- **ASSIGNMENT**: Read the records beneath this task and copy every line that contains the string "shoreline".

- **SUPPLIED INFORMATION**:
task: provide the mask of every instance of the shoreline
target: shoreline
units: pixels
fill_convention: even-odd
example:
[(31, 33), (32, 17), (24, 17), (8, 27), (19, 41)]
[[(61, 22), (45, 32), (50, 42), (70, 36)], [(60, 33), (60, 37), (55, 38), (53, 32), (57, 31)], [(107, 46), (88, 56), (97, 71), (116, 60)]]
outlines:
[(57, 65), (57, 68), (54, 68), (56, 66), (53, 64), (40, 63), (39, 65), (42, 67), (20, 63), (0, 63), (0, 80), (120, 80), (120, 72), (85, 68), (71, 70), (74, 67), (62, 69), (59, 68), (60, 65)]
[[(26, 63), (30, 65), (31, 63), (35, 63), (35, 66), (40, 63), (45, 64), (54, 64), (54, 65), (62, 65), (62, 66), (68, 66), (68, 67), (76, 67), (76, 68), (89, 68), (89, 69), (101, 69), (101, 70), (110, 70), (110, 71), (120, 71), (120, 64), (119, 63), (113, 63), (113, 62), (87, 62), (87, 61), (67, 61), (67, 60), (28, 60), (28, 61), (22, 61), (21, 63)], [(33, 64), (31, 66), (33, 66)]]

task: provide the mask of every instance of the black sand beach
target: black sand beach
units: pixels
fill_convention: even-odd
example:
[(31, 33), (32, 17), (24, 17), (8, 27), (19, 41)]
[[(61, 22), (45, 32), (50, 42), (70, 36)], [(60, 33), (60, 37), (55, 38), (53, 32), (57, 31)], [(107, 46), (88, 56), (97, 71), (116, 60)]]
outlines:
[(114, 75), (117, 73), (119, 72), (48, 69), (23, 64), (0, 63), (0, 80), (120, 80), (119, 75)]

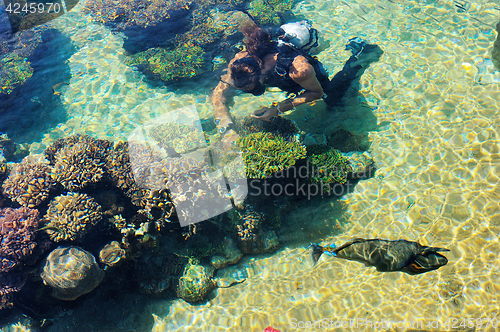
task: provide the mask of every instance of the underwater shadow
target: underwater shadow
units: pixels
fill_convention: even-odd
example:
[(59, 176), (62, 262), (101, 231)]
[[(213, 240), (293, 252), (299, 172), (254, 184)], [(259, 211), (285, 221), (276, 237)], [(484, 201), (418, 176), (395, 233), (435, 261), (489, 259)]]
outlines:
[[(23, 36), (26, 40), (21, 40)], [(31, 43), (39, 45), (23, 54)], [(26, 58), (33, 75), (10, 94), (0, 94), (0, 132), (19, 143), (39, 141), (48, 129), (67, 119), (57, 89), (71, 78), (68, 59), (76, 52), (71, 39), (55, 29), (23, 31), (13, 36), (5, 57)]]

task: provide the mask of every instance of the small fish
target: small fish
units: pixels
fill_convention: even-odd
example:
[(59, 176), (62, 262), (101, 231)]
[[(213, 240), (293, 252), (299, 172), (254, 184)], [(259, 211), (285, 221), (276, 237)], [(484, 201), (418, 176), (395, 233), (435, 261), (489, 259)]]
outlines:
[(448, 264), (448, 259), (439, 252), (444, 248), (427, 247), (418, 242), (406, 240), (380, 240), (356, 238), (336, 248), (312, 244), (312, 257), (316, 263), (326, 252), (337, 258), (344, 258), (374, 266), (379, 272), (401, 271), (411, 275), (437, 270)]
[(63, 233), (63, 230), (60, 229), (59, 227), (50, 226), (50, 225), (43, 226), (42, 228), (37, 229), (35, 232), (46, 231), (46, 230), (54, 231), (57, 233)]

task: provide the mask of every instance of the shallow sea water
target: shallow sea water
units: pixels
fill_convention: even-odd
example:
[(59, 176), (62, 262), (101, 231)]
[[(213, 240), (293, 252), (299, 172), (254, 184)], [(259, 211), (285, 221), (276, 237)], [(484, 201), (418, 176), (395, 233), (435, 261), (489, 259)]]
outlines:
[[(244, 283), (215, 290), (201, 305), (180, 299), (117, 302), (108, 315), (116, 319), (116, 330), (149, 330), (152, 320), (152, 331), (260, 332), (269, 325), (281, 332), (498, 330), (484, 325), (500, 320), (500, 73), (490, 60), (500, 4), (470, 4), (459, 12), (449, 0), (299, 2), (293, 12), (312, 21), (327, 41), (318, 57), (330, 73), (348, 59), (344, 45), (350, 37), (384, 50), (362, 76), (359, 94), (348, 96), (339, 112), (327, 113), (318, 102), (289, 115), (310, 133), (328, 135), (337, 127), (366, 133), (375, 176), (341, 199), (306, 202), (283, 216), (288, 223), (277, 253), (219, 271), (244, 274)], [(138, 125), (183, 106), (213, 116), (209, 91), (150, 87), (123, 64), (122, 36), (80, 10), (53, 22), (77, 47), (67, 60), (72, 77), (60, 90), (67, 118), (33, 143), (32, 152), (75, 133), (125, 140)], [(279, 98), (241, 95), (232, 112), (243, 117)], [(380, 273), (326, 255), (311, 267), (303, 244), (342, 244), (354, 237), (448, 248), (449, 263), (417, 276)], [(98, 319), (85, 321), (96, 308), (90, 302), (47, 331), (109, 330)], [(450, 318), (458, 329), (443, 325)], [(473, 323), (464, 328), (460, 324), (468, 318)], [(330, 320), (360, 325), (338, 328)], [(361, 320), (413, 326), (370, 328)], [(316, 327), (298, 328), (307, 321)]]

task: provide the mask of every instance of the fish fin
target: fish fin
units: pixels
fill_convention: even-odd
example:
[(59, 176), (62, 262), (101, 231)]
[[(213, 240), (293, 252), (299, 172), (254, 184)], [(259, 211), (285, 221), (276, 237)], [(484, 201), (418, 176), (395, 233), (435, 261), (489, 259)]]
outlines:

- **FINAL ANSWER**:
task: provide the mask of every instance of the shoreline
target: shoreline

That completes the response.